> **Dataset records**:

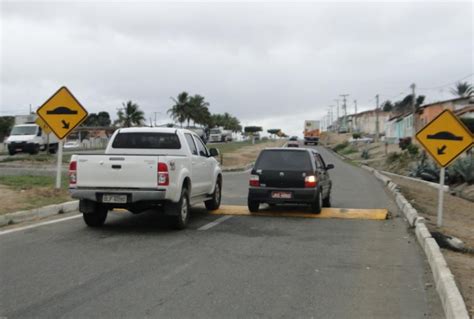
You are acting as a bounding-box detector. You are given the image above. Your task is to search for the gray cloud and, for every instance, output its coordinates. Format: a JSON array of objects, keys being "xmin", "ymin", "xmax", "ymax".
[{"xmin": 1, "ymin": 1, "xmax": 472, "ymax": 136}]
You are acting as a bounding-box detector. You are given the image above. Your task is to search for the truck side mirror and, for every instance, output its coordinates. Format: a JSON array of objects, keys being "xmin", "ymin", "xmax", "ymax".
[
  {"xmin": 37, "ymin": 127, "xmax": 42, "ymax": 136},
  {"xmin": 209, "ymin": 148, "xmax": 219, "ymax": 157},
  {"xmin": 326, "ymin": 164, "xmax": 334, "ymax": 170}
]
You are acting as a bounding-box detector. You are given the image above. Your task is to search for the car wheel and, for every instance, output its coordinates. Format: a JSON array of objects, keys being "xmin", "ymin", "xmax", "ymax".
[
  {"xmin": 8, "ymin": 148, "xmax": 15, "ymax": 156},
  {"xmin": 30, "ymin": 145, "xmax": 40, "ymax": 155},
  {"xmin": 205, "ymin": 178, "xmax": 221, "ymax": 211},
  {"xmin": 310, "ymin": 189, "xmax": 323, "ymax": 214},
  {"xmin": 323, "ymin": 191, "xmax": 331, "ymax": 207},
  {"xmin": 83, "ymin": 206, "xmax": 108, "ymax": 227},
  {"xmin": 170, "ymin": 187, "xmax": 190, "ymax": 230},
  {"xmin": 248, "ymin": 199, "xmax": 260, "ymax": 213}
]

> **Problem description**: Retype everything in the material word for word, minus pictures.

> **Final answer**:
You are acting as a bounding-box detector. You are given the image above. Your task is to search for the gray cloud and, for every instance, output its coordinates. Format: a JSON array of objects, keys being "xmin", "ymin", "xmax", "ymax".
[{"xmin": 1, "ymin": 1, "xmax": 472, "ymax": 136}]
You are acting as a bounding-box detector. You are given the image above. Your task is to search for the truck side mirror and, for every instance, output its coordinates. Format: a JSON array of objects, keys being "xmin", "ymin", "xmax", "ymax".
[
  {"xmin": 37, "ymin": 127, "xmax": 42, "ymax": 136},
  {"xmin": 209, "ymin": 148, "xmax": 219, "ymax": 157},
  {"xmin": 326, "ymin": 164, "xmax": 334, "ymax": 170}
]
You are acting as a bounding-box detector. You are given the image above. Your task is to search for the car wheel and, for every instance, output its coordinates. Format: a JSON array of objects, keys being "xmin", "ymin", "xmax", "ymax".
[
  {"xmin": 8, "ymin": 148, "xmax": 15, "ymax": 156},
  {"xmin": 30, "ymin": 145, "xmax": 40, "ymax": 155},
  {"xmin": 205, "ymin": 178, "xmax": 221, "ymax": 211},
  {"xmin": 310, "ymin": 189, "xmax": 323, "ymax": 214},
  {"xmin": 323, "ymin": 191, "xmax": 331, "ymax": 207},
  {"xmin": 83, "ymin": 206, "xmax": 108, "ymax": 227},
  {"xmin": 170, "ymin": 187, "xmax": 190, "ymax": 230},
  {"xmin": 248, "ymin": 199, "xmax": 260, "ymax": 213}
]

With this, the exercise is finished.